Scientific Principles of CT

Module title	Scientific Principles of CT
Module code	PAMM115
Academic year	2025/6
Credits	15
Module staff	Dr Noor Shafini Mohamad (Convenor)

Duration: Term	1	2	3
Duration: Weeks	12

Number students taking module (anticipated)	25

Module description

This module will introduce more scientific and technical depth around concepts relating specifically to Computed Tomography (CT). You will develop further knowledge and understanding of the underlying theoretical principles behind the equipment and technical aspects involved in CT as well as further understanding of key parameters that influence image quality and examination type.

Module aims - intentions of the module

You will gain essential knowledge of the science and technology underpinning CT as used in current clinical practice. This module aims to give you sufficient grounding in the scientific and technological aspects of CT as a way of preparing you for further study relating to clinical aspects of CT, thereby providing an underpinning knowledge base for Enhanced Practice (Core Pathway Clinical Pillar 13, 15). Elements of this module may map against aspects of Enhanced or Advanced Practice as defined by the relevant AHP frameworks (NHSE) and / or as defined by the College of Radiographers’ Education and Career Framework 2023.

Intended Learning Outcomes (ILOs)

ILO: Module-specific skills

On successfully completing the module you will be able to...

1. Explain the physical and scientific principles on which image formation is based for CT.
2. Discuss the parameters used in CT in depth, including impact on image quality and patient dose.
3. By the end of the module students will be able to evaluate CT equipment design and functionality, analysing design features and performance metrics.
4. Evaluate image optimisation techniques used in CT.
5. Explain the principles of safety (including ionising radiation, contrast agents, medicines used in imaging) and reflect on associated constraints placed upon practice.
6. Synthesise knowledge of developments within CT including those relating to sustainability and artificial intelligence.

ILO: Discipline-specific skills

On successfully completing the module you will be able to...

7. Use appropriate sources of information to develop own knowledge.

ILO: Personal and key skills

On successfully completing the module you will be able to...

8. Manage time and, with guidance, prioritise workloads.

Syllabus plan

Whilst the module’s precise content may vary from year to year, an example of an overall structure is as follows:

Physical and scientific principles of CT

Principles of CT image reconstruction
Principles of CT automated dose modulation and image optimisation techniques
Digital imaging software features including post processing and reformatting applications, secure handling and archiving

Parameters

Explanation of CT parameters – purpose and effects on image quality and radiation dose

CT Equipment Evaluation

CT Hardware (comparative uses, benefits and limits of e.g. single versus dual source tubes, detector arrays etc.)

SOURCE INFORMATION:
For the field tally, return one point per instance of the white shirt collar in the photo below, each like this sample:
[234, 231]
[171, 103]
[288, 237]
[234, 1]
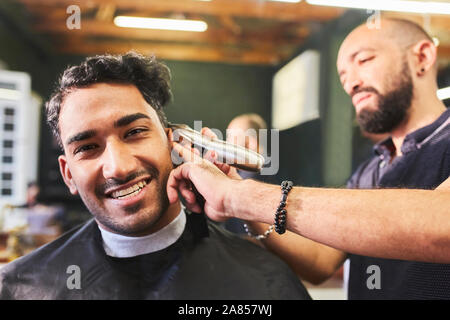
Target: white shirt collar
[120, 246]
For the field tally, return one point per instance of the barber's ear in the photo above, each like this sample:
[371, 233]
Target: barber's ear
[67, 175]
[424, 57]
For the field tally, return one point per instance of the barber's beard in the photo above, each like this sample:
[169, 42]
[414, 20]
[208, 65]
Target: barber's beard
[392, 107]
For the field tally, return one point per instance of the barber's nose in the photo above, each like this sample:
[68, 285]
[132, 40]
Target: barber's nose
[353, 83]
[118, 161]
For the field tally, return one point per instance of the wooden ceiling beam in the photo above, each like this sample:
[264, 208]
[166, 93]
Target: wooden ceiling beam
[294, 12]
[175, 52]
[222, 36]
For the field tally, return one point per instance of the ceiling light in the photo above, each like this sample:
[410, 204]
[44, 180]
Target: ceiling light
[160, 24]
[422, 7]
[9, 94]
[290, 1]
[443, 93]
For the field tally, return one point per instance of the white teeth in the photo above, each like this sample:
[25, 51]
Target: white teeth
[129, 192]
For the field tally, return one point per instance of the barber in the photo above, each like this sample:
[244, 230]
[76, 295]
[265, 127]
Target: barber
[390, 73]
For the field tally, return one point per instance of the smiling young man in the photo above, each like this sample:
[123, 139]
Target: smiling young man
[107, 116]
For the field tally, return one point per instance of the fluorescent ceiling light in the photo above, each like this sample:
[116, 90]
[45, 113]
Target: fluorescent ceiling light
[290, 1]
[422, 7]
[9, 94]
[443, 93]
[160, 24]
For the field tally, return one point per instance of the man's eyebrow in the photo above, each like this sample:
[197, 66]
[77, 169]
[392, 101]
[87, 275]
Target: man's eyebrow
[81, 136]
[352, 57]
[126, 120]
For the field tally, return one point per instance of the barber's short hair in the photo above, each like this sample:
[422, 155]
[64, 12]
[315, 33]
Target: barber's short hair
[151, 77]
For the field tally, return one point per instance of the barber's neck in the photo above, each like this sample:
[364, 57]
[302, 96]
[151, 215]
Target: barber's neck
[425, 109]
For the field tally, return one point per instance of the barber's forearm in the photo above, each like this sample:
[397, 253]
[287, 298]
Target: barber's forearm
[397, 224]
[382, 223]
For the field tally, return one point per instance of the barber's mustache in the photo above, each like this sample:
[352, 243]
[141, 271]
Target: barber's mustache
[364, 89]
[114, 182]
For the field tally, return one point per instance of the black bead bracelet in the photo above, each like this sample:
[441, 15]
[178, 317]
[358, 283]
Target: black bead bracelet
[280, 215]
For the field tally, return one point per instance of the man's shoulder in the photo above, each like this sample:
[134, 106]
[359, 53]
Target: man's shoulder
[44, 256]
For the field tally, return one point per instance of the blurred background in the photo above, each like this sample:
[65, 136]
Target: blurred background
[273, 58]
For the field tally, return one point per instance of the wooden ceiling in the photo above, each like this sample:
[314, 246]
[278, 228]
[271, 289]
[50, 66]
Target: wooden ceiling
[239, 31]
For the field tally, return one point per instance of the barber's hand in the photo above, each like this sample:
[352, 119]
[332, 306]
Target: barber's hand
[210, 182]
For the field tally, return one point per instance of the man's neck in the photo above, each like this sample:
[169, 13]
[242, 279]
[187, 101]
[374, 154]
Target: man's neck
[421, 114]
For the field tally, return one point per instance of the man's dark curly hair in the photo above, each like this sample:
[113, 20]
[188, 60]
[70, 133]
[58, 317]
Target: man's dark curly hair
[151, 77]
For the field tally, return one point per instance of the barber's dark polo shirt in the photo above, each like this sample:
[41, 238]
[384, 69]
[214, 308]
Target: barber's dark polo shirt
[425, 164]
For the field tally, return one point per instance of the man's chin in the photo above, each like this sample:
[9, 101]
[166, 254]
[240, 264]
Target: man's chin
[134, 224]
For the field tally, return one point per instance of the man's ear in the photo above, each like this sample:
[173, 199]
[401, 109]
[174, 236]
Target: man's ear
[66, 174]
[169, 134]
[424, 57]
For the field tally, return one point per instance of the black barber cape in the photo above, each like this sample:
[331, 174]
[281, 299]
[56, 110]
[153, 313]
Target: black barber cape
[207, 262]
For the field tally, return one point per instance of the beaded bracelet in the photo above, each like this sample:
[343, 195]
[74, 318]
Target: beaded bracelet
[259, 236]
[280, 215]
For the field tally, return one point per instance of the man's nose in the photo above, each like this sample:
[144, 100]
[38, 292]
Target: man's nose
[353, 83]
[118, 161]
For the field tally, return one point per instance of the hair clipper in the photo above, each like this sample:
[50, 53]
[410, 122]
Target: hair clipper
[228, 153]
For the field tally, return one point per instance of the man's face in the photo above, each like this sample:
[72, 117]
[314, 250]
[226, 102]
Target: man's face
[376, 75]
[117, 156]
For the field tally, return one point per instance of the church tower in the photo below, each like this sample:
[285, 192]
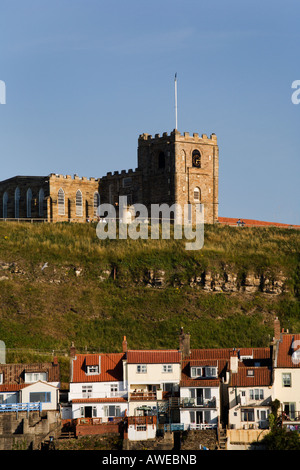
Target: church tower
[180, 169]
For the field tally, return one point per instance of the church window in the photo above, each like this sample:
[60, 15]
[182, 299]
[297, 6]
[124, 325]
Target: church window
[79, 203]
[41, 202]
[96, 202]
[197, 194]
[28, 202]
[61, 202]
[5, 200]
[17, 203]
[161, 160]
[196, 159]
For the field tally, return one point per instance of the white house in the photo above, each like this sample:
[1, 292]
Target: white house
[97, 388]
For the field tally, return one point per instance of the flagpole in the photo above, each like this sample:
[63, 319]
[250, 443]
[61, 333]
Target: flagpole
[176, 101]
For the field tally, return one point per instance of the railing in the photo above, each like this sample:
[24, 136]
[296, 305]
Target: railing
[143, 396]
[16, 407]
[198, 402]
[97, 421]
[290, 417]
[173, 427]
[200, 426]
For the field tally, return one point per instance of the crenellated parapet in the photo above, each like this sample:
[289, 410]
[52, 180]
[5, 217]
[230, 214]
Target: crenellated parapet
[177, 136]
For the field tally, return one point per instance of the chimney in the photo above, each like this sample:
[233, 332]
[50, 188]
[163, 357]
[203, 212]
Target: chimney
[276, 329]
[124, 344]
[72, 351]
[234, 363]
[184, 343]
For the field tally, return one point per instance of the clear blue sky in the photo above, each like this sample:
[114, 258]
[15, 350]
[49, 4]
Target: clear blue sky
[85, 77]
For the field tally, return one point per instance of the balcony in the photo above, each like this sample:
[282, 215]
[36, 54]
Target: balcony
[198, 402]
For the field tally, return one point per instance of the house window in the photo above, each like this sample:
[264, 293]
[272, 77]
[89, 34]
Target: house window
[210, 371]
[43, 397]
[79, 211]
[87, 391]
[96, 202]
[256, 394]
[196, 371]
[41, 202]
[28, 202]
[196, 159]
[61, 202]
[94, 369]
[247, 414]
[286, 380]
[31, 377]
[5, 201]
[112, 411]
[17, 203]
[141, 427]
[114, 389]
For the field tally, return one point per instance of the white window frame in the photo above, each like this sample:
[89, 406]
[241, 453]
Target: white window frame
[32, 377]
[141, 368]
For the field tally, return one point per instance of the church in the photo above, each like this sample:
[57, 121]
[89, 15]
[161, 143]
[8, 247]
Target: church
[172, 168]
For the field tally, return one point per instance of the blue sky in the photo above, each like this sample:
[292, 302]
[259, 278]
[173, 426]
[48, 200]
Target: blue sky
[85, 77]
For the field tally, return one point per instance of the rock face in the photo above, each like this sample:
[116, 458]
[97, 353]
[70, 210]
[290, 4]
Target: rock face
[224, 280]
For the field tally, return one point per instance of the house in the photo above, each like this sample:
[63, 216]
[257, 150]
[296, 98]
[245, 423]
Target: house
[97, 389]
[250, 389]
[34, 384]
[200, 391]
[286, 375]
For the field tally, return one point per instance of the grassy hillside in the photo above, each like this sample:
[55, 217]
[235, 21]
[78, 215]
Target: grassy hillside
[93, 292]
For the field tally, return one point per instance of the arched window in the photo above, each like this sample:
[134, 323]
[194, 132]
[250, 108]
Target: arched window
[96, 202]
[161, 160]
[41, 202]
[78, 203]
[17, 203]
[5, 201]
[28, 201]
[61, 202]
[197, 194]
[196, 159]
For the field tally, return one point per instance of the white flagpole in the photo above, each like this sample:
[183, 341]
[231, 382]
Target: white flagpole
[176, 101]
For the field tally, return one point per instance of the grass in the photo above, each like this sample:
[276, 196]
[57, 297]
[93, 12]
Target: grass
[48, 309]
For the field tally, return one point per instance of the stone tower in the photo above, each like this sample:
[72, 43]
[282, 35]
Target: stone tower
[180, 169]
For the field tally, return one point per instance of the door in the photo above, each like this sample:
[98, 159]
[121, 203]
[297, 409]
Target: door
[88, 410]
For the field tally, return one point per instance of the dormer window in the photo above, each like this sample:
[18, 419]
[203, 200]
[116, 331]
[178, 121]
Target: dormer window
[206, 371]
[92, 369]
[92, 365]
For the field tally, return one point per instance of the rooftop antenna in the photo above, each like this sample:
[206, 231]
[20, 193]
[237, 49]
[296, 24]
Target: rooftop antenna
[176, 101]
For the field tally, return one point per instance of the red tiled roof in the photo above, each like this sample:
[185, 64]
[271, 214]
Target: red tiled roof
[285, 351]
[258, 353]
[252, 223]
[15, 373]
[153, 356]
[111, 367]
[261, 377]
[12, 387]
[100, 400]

WHAT YOU NEED TO DO:
Copy the CT module page from "ILO: Module-specific skills" through "and patient dose.", replacing "image formation" with "image reconstruction".

RESPONSE:
ILO: Module-specific skills

On successfully completing the module you will be able to...

1. Explain the physical and scientific principles on which image reconstruction is based for CT.
2. Discuss the parameters used in CT in depth, including impact on image quality and patient dose.